DATA RECORDS Start Marker
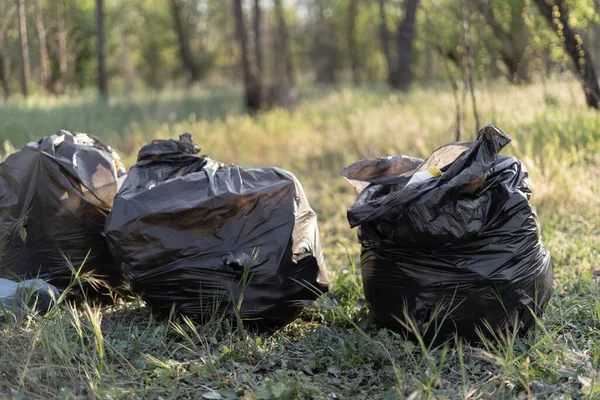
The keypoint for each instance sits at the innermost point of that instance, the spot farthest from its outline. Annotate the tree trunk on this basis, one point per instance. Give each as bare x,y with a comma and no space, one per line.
102,82
45,76
385,42
3,59
257,39
126,64
281,93
404,43
26,70
574,46
251,83
513,43
190,70
61,37
283,52
352,45
325,49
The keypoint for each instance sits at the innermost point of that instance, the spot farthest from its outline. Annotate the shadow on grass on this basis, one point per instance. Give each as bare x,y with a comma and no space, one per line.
21,123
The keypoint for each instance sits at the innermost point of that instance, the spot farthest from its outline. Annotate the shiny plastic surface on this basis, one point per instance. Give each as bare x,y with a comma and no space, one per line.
55,195
453,251
206,238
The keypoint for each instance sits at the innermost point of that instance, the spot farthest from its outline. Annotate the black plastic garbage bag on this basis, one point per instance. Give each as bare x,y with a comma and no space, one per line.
55,195
203,237
18,297
454,251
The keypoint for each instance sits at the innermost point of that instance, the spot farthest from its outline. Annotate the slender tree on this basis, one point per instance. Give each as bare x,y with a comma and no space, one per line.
281,93
102,81
61,38
283,53
251,83
385,42
25,68
45,76
3,60
352,45
513,41
258,38
557,15
126,65
399,67
404,43
325,49
190,69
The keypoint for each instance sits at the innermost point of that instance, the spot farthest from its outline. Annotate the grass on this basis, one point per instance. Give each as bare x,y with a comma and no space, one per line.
333,350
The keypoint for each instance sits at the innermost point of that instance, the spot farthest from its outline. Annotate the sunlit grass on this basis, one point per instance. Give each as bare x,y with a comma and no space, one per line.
124,351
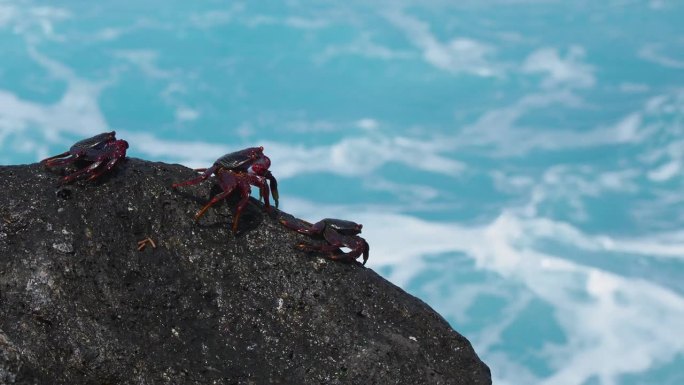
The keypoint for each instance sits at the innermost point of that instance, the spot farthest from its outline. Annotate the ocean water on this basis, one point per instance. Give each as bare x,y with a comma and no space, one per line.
517,164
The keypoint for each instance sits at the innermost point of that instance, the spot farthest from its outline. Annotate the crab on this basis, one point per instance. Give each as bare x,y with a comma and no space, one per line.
104,151
239,170
337,233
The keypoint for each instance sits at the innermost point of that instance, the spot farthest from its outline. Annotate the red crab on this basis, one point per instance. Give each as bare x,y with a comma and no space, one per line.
337,232
104,151
239,170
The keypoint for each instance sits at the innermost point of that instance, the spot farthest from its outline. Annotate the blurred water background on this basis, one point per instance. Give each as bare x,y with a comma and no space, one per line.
516,164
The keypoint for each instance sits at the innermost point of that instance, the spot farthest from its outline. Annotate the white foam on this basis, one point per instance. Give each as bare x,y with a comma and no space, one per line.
461,55
568,71
603,315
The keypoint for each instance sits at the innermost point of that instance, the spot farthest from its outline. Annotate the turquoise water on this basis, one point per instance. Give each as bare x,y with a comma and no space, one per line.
516,164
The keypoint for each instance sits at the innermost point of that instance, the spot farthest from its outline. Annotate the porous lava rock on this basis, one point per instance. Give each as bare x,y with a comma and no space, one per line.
80,304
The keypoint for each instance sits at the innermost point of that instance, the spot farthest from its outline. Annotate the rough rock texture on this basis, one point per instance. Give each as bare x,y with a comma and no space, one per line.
79,304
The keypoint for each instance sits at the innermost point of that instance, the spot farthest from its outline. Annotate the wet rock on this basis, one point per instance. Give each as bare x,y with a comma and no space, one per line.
79,303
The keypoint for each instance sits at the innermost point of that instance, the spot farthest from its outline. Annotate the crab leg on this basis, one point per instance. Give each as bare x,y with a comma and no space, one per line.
107,167
274,187
304,227
52,162
50,159
228,183
244,191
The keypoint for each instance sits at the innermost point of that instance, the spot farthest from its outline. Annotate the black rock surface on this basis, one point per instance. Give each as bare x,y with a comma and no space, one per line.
79,304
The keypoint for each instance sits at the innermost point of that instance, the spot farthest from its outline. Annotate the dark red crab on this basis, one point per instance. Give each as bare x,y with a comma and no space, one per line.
239,170
337,232
104,151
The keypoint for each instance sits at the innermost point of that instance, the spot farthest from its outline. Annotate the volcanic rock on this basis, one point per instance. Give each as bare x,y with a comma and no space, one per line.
80,304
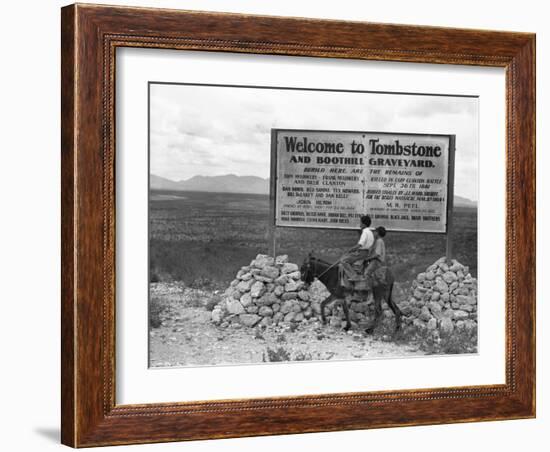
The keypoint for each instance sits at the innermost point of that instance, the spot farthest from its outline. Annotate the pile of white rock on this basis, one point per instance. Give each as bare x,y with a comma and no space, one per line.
443,298
266,292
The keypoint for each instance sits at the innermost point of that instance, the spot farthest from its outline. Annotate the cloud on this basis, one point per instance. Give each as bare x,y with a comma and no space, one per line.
211,130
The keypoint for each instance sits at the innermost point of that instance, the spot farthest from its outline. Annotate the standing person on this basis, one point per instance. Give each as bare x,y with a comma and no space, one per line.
361,251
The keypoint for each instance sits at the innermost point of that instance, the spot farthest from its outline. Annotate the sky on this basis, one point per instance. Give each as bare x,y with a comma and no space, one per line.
217,130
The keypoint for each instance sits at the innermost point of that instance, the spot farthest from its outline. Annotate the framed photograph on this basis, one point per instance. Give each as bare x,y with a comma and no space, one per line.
281,225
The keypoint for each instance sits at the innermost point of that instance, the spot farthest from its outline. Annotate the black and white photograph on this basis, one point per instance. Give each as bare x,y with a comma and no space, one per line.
290,224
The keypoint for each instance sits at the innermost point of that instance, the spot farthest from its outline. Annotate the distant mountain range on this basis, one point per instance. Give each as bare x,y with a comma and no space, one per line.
230,183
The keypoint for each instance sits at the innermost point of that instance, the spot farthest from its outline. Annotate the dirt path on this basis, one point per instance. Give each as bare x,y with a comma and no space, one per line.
186,337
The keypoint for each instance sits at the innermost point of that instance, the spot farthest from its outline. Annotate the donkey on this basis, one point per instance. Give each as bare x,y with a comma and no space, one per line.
328,274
DATA RECORDS End Marker
TASK: Repeat every entry above exactly as written and omit any pictures it holds.

EXERCISE SOLUTION:
The keypoint for each instance sits at the innermost point of that instance, the spot farthest from its outline. Annotate the tree trunk on this basis, one point per instance. Give each as bare x,y with a comma and no space, one per line.
102,82
45,76
385,42
3,59
257,39
126,64
281,93
404,43
26,70
574,46
251,83
513,43
190,70
61,37
283,52
352,45
325,49
The keypoint for each instance sits at the innermost point of that instance, the spot farthest from its outline. Annotate the shadow on grass on this basis, one point per instance. Give each as bare x,y with a comma and no space, one per line.
21,123
The keypoint for each instance sits at the innermost point of that instance, the spot farthest from its outline. Annotate the shiny plastic surface on this basis, one point per instance. Give each as bare x,y with a comma and no space, one per line.
55,195
453,251
206,238
The keypoint for each instance sits at the innermost point of that instance, the spot farthest from its outline. Annotate the black plastic garbage bag on this basis, one point per instance. Give each as bare x,y with a comma and no space, one per line.
55,195
203,237
18,297
454,251
The keypoint for each instance sits at the innermost point of that instance, the spot farthest from its outline. Annotate the slender tree on this basis, one point per instance. Give each as bare x,y with a comma and no space, one per line.
281,93
102,81
61,38
283,53
251,83
385,42
25,68
45,76
3,60
352,45
513,41
258,38
557,15
126,65
399,67
404,43
325,49
190,69
The keypoint for each instance sits at the innermost point of that instance, the spot farthest from its outline. Annotate the grass on this basis, one point per instance. Give each as bare x,y with a comma and no space, one per line.
333,350
The keypoint for each instance sits at the innermost point of that instance, the spot farthest from its outline. Annotate the sunlit grass on this basis, one point per instance. Give each as bare x,y with a comma and no space, one per line.
124,351
The keypoint for each instance sits at the innermost point of that instance, the spot farthest from its outline. Annotate the ocean water on this basis, one point per instance. Give each as bare x,y with a comma and no space, one per line.
517,164
The keypoint for each instance sits at the innermost point of that instance, the spot farthest from its outline. Annotate the crab on this basis, one point per instance. Give each as bare x,y with a comma and no space, one per line.
104,151
239,170
337,233
The keypoint for each instance sits at the innermost point of that instance, the spot farthest from its outline. Annotate the red crab on this basis, one point per instance. Give each as bare x,y with a comma and no space, one per line.
337,232
104,151
239,170
The keypoint for each instance sits at the innermost point of that instance, the spot farthest from its outline. Annotate the blurred water background on this basis, one point per instance. Give each as bare x,y with a comma and no space, one per line.
516,164
The keypoint for each instance sits at the innermost point of that instance, the spot farthest from its outline. Annotate the white foam on this basis, one point per instance. Give each as bare x,y with a comma and no space, one per line.
461,55
568,71
603,315
The keypoint for each instance sits at the innermost point of that instance, the spot farthest from its outline. Annotate the turquoise water on this basis, one point per instance. Give each as bare x,y with a comma and no space, one per line.
516,164
The keypoint for each instance sits at the innermost point of that instance, the spot farthest from its outline. Annotate the porous lava rock on this basis, one point per instance. Give each as bare x,y with a comma and no space, one per line.
80,304
The keypoint for each instance sits at the innermost point of that instance, the spot farthest from its outline. Annotate the rough rock texture on this basis, one point per instance. Give each as bare x,y with a comma and no space, one per line.
79,304
The keypoint for each instance sits at the innermost point of that instance, the spot farthest from its outline. Annotate the wet rock on this basis, one point per instance. Give each as bare x,y with a comma and no space, one per line.
79,303
The keypoint for each instance sits at the innermost point of that instance, the spot farthest from its outline. Annotate the crab leg on this basis, one point per instance. Give each as bare x,y with a comma and no space, one per line.
107,167
274,187
304,227
52,162
50,159
228,183
244,191
The keypoint for each instance sits at the innermost point of that instance, the spot farthest from its outline. Annotate the black rock surface on this basis, one point per instance. Give each as bare x,y with a comma and no space, one per line.
79,304
The keypoint for each instance sits at the innermost point of that instance, the spot farthest from its outline. Annotate the dark red crab on this basis, one point per instance. Give each as bare x,y with a comma and no space, one per line.
239,170
337,232
104,151
The keypoint for each instance sits at the innermost point of that instance, the spot farthest from its outline. Annotate the volcanic rock on this basis, one point per instance. Give each as bare x,y with a comma and no space, one per line.
80,304
The keypoint for each instance sits at the innermost point of that instance, the spot farthest from its outline. Annotate the pile of white rock on this basis, one point per instance. Give each as bare x,y with a comma and no space, one per line.
443,298
266,292
The keypoint for each instance sits at the innermost point of that instance, the spot farthest from its outline. Annotate the cloud on this basis, one point per instance. Give each as bare x,y with a comma and no space, one per line.
211,130
The keypoint for each instance sits at the innermost point of that instance, the spot farthest from its outline. Annotate the standing person on this basis, one point per instance. Give each as bare x,y with a comma and no space, one per line.
361,251
The keypoint for each instance sits at the innermost point of that instance, the spot farthest from its outline. Annotate the sky on this basis, one point per instance. Give each as bare x,y with a comma and no space, one per line.
217,130
The keypoint for each instance sits at the innermost point of that instance, the spot farthest from its outline. Annotate the framed photograph on this basis, one point per instance. Give each as bare x,y with a comma and no space, one per line.
281,225
The keypoint for each instance sits at the innermost point of that instance, the spot farthest from its outline. Annotate the black and white photograph on this basis, one point per instance. Give each as bare x,y with a comma and no space, one per line.
290,224
The keypoint for each instance sits at the innermost point of that instance, the spot farthest from its outline. Annotate the distant mountain range on this basis, one point per instance. Give each as bare x,y with a comma and no space, one per line.
230,183
The keypoint for each instance sits at the innermost point of that instance, the spot farthest from its outline. Annotate the dirt path on this basis, one point per instance. Give each as bare x,y with a comma and no space, one per line.
186,337
The keypoint for each instance sits at the innermost point of that instance, the spot farthest from its outline. Annotate the donkey on this basis, one point per instance. Give each as bare x,y with a comma and no space, one per line.
328,274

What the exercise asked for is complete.